## GOAL
Could you rewrite everything from the line containing "singlet above? Mark it with a dot." down to the end of the records, requests included, scaling every coordinate in the answers by 1.05 and rounding each to a whole number with halves going up? Include both the starting line and the final line, and give nothing else.

## RECORDS SUPPLIED
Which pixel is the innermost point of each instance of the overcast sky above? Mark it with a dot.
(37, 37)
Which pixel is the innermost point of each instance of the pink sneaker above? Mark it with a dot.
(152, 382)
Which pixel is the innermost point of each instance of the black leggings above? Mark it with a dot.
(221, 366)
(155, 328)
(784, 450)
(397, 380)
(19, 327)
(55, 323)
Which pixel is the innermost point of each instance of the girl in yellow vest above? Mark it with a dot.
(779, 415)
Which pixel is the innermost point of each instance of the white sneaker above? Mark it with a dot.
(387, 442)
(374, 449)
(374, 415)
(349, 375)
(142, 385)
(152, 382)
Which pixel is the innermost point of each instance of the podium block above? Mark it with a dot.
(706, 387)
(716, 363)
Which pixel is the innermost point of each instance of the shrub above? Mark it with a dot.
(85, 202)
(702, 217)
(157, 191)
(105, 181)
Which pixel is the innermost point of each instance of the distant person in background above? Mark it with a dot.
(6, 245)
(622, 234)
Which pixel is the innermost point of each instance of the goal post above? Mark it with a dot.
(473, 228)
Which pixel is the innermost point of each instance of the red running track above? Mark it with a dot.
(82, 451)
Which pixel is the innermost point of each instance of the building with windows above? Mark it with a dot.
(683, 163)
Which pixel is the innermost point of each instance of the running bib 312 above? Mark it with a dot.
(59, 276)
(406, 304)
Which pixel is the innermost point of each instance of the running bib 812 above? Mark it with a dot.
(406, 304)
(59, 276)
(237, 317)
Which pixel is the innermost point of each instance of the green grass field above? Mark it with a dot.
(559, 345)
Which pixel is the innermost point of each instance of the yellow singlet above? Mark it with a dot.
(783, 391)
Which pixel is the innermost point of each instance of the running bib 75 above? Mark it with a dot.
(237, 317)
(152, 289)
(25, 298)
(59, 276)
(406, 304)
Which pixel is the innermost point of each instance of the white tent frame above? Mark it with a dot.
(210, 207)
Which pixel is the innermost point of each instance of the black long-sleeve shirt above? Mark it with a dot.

## OUTPUT
Which pixel is the innermost point of each instance of the yellow singlet above? Mark it with a dot.
(822, 411)
Which pixel is the innermost point of each instance of the running bib 75 above? Mark it with a dot.
(249, 333)
(160, 303)
(26, 313)
(62, 290)
(426, 319)
Which pixel is the innermost point of each instance of the white tent frame above? Mark it with a dot.
(221, 217)
Which pixel is the innermost point of each instance of the black long-sleeve shirt above? Mark it with a dot.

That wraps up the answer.